Information given start
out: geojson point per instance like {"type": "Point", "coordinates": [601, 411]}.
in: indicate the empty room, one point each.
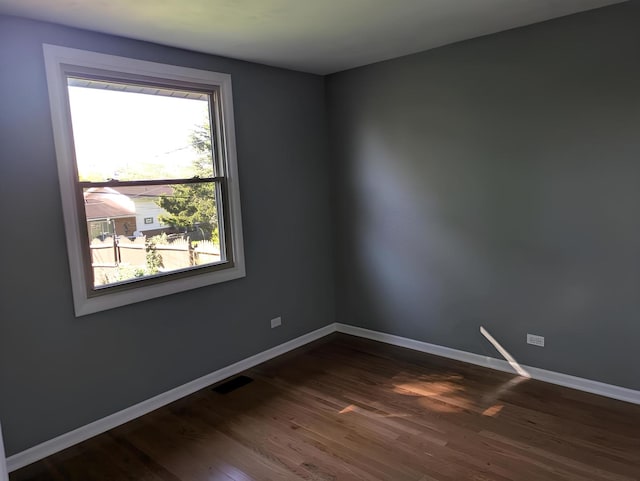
{"type": "Point", "coordinates": [330, 240]}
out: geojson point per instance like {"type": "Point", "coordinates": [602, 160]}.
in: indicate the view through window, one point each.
{"type": "Point", "coordinates": [150, 177]}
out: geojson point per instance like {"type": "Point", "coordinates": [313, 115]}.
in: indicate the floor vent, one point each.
{"type": "Point", "coordinates": [232, 384]}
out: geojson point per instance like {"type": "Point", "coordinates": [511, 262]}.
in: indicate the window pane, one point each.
{"type": "Point", "coordinates": [133, 132]}
{"type": "Point", "coordinates": [125, 246]}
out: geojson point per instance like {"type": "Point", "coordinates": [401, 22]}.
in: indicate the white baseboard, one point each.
{"type": "Point", "coordinates": [83, 433]}
{"type": "Point", "coordinates": [566, 380]}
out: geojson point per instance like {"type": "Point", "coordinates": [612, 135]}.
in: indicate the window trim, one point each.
{"type": "Point", "coordinates": [57, 62]}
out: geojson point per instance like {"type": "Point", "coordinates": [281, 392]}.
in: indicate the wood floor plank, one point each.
{"type": "Point", "coordinates": [351, 409]}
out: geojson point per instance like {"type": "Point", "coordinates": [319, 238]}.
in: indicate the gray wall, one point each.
{"type": "Point", "coordinates": [496, 183]}
{"type": "Point", "coordinates": [58, 372]}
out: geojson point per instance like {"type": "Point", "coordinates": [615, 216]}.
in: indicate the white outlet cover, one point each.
{"type": "Point", "coordinates": [275, 322]}
{"type": "Point", "coordinates": [535, 340]}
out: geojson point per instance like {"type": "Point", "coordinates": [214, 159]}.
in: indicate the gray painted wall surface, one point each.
{"type": "Point", "coordinates": [496, 183]}
{"type": "Point", "coordinates": [58, 372]}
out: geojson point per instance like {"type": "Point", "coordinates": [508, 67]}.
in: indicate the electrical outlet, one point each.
{"type": "Point", "coordinates": [535, 340]}
{"type": "Point", "coordinates": [275, 322]}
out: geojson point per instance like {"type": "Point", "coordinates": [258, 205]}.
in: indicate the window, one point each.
{"type": "Point", "coordinates": [148, 176]}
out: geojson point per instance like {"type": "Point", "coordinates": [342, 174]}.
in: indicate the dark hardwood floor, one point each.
{"type": "Point", "coordinates": [345, 408]}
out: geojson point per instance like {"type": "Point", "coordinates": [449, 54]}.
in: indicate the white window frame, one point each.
{"type": "Point", "coordinates": [56, 60]}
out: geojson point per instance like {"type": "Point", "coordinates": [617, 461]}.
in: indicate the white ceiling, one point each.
{"type": "Point", "coordinates": [319, 36]}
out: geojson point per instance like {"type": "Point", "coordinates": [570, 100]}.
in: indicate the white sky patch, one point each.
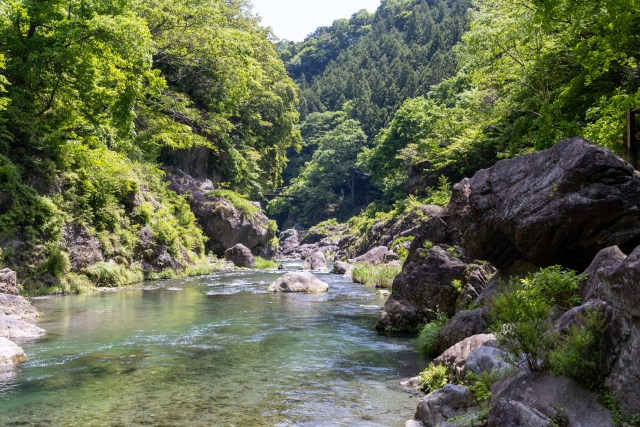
Information given end
### Description of the task
Identify each line in the records above that contains the word "gray", and copy those lines.

### Task solution
in: indicate the gray wall, one point each.
in: indicate the gray painted wall surface, one point each.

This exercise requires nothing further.